Given text =
'''

Big (un)Easy Living: The summer of the road trip

It’s the summer of the Road Trip.

It’s also the summer of COVID-19, social unrest, working remotely (with kids), quarantine fatigue and toilet paper hoarding. Which all help to explain, I suppose, this Road Trip Fever. As The Animals famously sang, “We gotta get out of this place.” (And continued, more prophetically, “If it’s the last thing we ever do.”)

Count me in. Come July, Stewart and I are getting in the car and heading west. Which is daring, considering that Louisiana, where virus rates are steady, is surrounded by states where they are definitely not – Texas, Arkansas, Mississippi.

We chose west because anyone who has driven the flat breadth of Texas knows that you sail through as quickly as possible on an endless ribbon of I-10. Once you get past San Antonio, Texas offers little to do, few places to stop and nothing to see but antelope, tumbleweed and oil wells. So we will go that way, fast. Once we hit New Mexico, we will turn right, literally heading for the hills. Surely that Colorado Rocky Mountain air will be clean and virus free, right?

It’s not an original thought. I fear we will be leaving urban crowds for rural ones. It’s summer, it’s sunny, and Americans too-long confined to their homes are packing up and leaving. Forbes reports that 53 percent of Americans plan to take a summer vacation, with two-thirds electing to travel by car – a 72 percent increase over last summer.

In an ironic twist wrought by the times, many Americans are taking their homes with them. RV rentals saw a 1000 percent increase in May, according to Business Insider. And RV sales are spiking, too. The sister of a friend of mine went to Paw Paws Camper City in Mississippi last week and had three RVs sell right out from under her. She went down the street to Dad’s Camper Outlet, sat in another camper and quickly told the dealer, “I’ll take it” — just as another salesman walked up and slapped a Sold sign on her window. See? Like hotcakes.

The media has caught on to this trend: I’m reading reams of content on fly versus drive, least-crowded national parks, best destinations for fresh air, and how to safely navigate bathrooms, hotels, gas stations and crowds on the road. “Tap into your inner camper,” advises one Wall Street Journal, in an article that describes campground mitigation measures. “RV Vacations: The Safest Way to Travel This Summer,” reports another, detailing rental campers that go from a modest $50 a day to a celebrity-driven $15,000 a week.

'''

What to work on =
a) What increase in RV rentals for May does the road trip column report?
b) Pick up the road trip column where it stops and keep writing it.

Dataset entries

'''

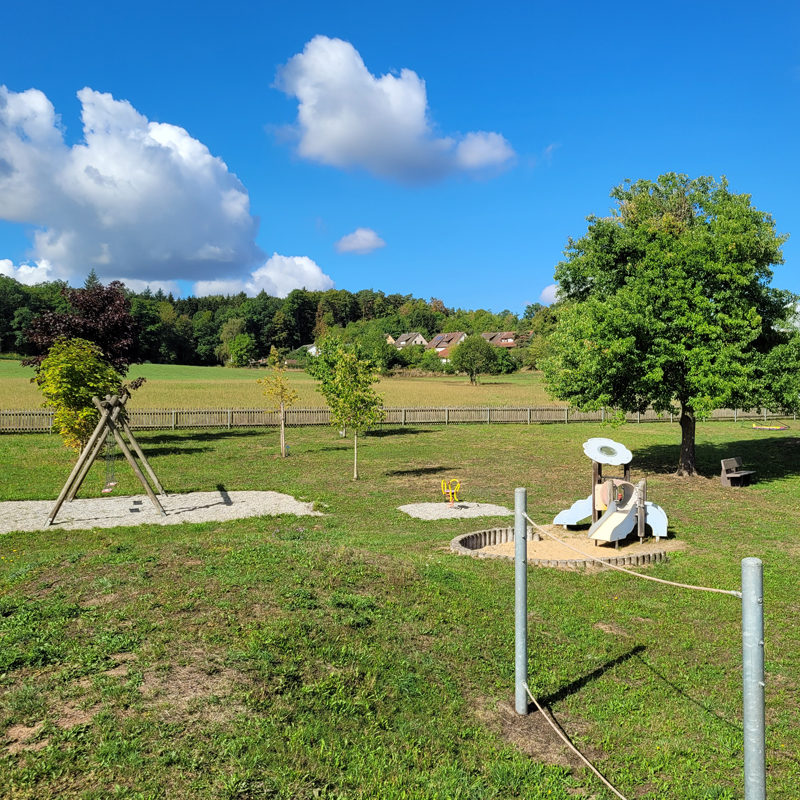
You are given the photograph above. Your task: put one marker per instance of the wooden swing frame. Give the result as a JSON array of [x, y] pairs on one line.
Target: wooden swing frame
[[112, 420]]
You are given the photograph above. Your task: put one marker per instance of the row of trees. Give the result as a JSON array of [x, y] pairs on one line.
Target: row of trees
[[236, 328]]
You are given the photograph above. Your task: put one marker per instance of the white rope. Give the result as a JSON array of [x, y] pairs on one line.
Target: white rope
[[570, 745], [629, 571]]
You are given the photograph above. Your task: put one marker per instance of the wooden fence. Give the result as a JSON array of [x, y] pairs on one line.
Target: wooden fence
[[41, 420]]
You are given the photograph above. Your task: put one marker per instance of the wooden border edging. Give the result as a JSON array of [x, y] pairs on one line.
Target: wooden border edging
[[471, 544]]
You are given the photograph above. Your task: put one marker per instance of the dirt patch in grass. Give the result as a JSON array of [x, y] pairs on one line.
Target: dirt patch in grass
[[201, 688], [19, 738], [611, 628], [70, 715], [531, 734]]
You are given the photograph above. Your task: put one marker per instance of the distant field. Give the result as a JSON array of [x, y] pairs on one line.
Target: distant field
[[217, 387]]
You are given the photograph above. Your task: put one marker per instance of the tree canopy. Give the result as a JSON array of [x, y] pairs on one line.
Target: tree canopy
[[73, 372], [474, 355], [98, 314], [667, 303]]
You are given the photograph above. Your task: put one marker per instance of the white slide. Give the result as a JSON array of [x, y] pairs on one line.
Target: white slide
[[656, 518], [615, 524], [579, 510]]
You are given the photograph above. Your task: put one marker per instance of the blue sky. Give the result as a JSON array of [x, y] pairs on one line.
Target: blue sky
[[534, 112]]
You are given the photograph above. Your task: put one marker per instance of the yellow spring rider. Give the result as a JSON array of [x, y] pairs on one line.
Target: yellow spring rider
[[450, 489]]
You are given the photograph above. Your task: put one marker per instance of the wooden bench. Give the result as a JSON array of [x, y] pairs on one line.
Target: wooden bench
[[733, 474]]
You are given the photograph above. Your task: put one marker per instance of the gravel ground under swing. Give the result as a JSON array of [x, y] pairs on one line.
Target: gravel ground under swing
[[457, 511], [113, 512]]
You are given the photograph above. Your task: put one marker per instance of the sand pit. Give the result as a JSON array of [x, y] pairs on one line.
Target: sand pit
[[113, 512], [456, 511], [548, 549], [499, 543]]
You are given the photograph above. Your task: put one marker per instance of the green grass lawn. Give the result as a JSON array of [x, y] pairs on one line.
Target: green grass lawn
[[352, 655], [175, 386]]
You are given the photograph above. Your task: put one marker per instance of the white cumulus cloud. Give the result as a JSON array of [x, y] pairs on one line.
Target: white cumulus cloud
[[347, 117], [25, 273], [134, 198], [361, 241], [277, 277], [548, 295]]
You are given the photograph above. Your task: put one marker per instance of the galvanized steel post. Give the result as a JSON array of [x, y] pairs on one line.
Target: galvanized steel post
[[755, 766], [521, 599]]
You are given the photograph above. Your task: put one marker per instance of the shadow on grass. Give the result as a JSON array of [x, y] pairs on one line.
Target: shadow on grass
[[200, 436], [773, 458], [419, 470], [402, 431], [699, 703], [575, 686]]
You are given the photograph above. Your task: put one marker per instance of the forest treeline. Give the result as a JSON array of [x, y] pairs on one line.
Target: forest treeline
[[236, 328]]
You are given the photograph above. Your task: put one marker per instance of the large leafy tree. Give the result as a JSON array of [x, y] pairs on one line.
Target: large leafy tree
[[667, 302], [345, 381], [73, 372], [98, 314]]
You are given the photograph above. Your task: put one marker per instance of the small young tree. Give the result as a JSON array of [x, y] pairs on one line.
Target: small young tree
[[345, 381], [73, 372], [474, 355], [242, 349], [277, 389]]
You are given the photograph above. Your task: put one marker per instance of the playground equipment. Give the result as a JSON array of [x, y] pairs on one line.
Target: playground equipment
[[615, 505], [112, 423], [450, 489]]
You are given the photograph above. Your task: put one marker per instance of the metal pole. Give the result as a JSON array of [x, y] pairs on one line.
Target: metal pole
[[521, 599], [755, 764]]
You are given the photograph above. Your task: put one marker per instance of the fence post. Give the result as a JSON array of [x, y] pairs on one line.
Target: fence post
[[520, 600], [755, 766]]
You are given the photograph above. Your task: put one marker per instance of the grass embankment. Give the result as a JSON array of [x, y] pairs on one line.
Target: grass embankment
[[219, 387], [353, 656]]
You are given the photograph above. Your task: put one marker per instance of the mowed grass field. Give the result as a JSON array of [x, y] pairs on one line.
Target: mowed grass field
[[353, 656], [219, 387]]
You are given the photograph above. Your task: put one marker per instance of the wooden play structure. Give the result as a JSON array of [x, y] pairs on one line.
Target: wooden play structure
[[112, 423], [616, 506]]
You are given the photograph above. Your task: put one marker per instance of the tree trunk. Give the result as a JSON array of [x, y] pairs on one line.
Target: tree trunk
[[687, 465], [283, 432]]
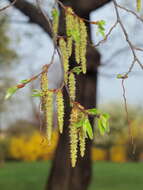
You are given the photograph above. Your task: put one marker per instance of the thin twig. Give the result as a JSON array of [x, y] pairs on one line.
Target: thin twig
[[7, 6]]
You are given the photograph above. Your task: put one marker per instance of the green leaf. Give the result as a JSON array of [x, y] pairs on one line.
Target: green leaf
[[103, 123], [10, 92], [87, 128], [101, 28], [93, 111]]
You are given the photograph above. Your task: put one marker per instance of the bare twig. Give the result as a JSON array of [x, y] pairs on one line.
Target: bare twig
[[7, 6], [130, 11], [132, 47]]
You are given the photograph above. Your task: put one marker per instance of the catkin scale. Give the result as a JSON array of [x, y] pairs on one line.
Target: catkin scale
[[60, 110]]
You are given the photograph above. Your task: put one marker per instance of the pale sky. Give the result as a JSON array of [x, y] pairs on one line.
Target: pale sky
[[35, 49]]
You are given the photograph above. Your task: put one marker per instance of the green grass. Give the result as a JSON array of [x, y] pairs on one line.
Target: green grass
[[106, 176]]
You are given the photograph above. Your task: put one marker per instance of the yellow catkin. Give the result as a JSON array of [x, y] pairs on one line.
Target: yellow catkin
[[44, 86], [77, 39], [69, 21], [73, 136], [138, 4], [83, 45], [72, 86], [69, 46], [60, 110], [65, 57], [49, 114], [55, 21], [82, 139]]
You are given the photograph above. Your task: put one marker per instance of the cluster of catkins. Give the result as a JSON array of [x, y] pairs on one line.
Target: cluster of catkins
[[75, 40]]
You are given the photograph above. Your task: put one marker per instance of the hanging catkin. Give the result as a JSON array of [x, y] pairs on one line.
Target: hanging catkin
[[69, 21], [83, 45], [60, 110], [69, 46], [55, 22], [49, 114], [64, 54], [77, 39], [138, 4], [73, 136], [82, 138], [72, 86], [44, 86]]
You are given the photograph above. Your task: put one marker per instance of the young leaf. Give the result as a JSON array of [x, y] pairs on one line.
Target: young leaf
[[101, 28], [37, 94], [10, 92], [100, 127], [77, 70], [24, 81], [80, 123], [87, 127], [93, 111], [103, 123]]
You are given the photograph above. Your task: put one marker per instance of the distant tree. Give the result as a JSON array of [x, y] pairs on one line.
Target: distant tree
[[77, 111]]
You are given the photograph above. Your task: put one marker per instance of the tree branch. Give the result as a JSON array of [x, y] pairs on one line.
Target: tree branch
[[82, 7], [33, 13]]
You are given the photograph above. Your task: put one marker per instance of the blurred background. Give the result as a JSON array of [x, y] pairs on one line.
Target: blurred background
[[25, 157]]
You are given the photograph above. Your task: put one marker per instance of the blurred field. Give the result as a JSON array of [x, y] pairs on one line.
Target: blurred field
[[107, 176]]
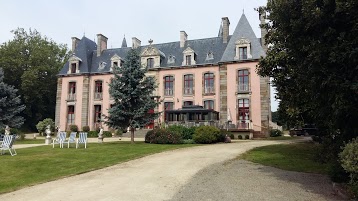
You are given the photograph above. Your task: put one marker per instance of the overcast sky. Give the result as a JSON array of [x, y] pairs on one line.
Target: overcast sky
[[160, 20]]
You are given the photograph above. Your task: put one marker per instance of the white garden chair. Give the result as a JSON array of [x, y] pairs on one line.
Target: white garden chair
[[71, 139], [61, 137], [82, 139], [7, 143]]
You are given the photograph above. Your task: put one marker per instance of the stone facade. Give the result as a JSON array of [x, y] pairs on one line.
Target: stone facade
[[215, 77]]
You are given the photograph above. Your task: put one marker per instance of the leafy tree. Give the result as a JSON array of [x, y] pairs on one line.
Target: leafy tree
[[132, 94], [31, 63], [10, 105], [312, 58], [41, 126]]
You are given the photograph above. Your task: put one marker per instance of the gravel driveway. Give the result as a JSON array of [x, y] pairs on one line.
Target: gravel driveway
[[198, 173]]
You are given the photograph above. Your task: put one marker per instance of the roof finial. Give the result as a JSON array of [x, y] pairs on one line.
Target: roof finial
[[124, 42]]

'''

Task results =
a) A 1000 percent increase, according to Business Insider.

b)
“Restless” New Orleanian Mark Childress recently flew to California, rented a car and drove it back to the Big Easy in search of open skies and great scenery. His charming and offbeat trip journal, published in the Wall Street Journal, chronicles the yin-yang of COVID travel: “It’s an odd fact of pandemic life that you find yourself longing for human contact while wishing for a place where you can be miles from anybody.”

I think summer travel will be that way: self-isolation within our cars and campers, amid crowds flocking to see Old Faithful or Pike’s Peak. We’re making a dip south in Texas to see Big Bend National Park, because the The New York Times touted it as one of “11 Great Alternatives to the Top National Parks.”

Ultimately, we – and thousands of others – will be embarking on a unique experiment into quarantine-themed travel. We are changing the scenery outside our windows while trying to maintain the social distancing of home. We’re collecting masks, wipes, gloves, hand sanitizer, snacks, drinks and lots of well-meaning advice. Stop at hotel lobbies to use the bathroom. Check TripTik.AAA.cam for local travel restrictions. Disinfect after you valet park. And don’t forget to wipe down the TV remote in your hotel room.

There’s just no such thing as packing lightly these days. Stewart is taking golf clubs, three weeks’ worth of clothes (with “options”), an ice chest, a printer and a scanner, so he can work remotely from the car. Even without the RV, we seem to be carting our household right along with us.

But. That yen for wide open spaces beckons. Because I just gotta get out of this place. If it’s the last thing I ever do.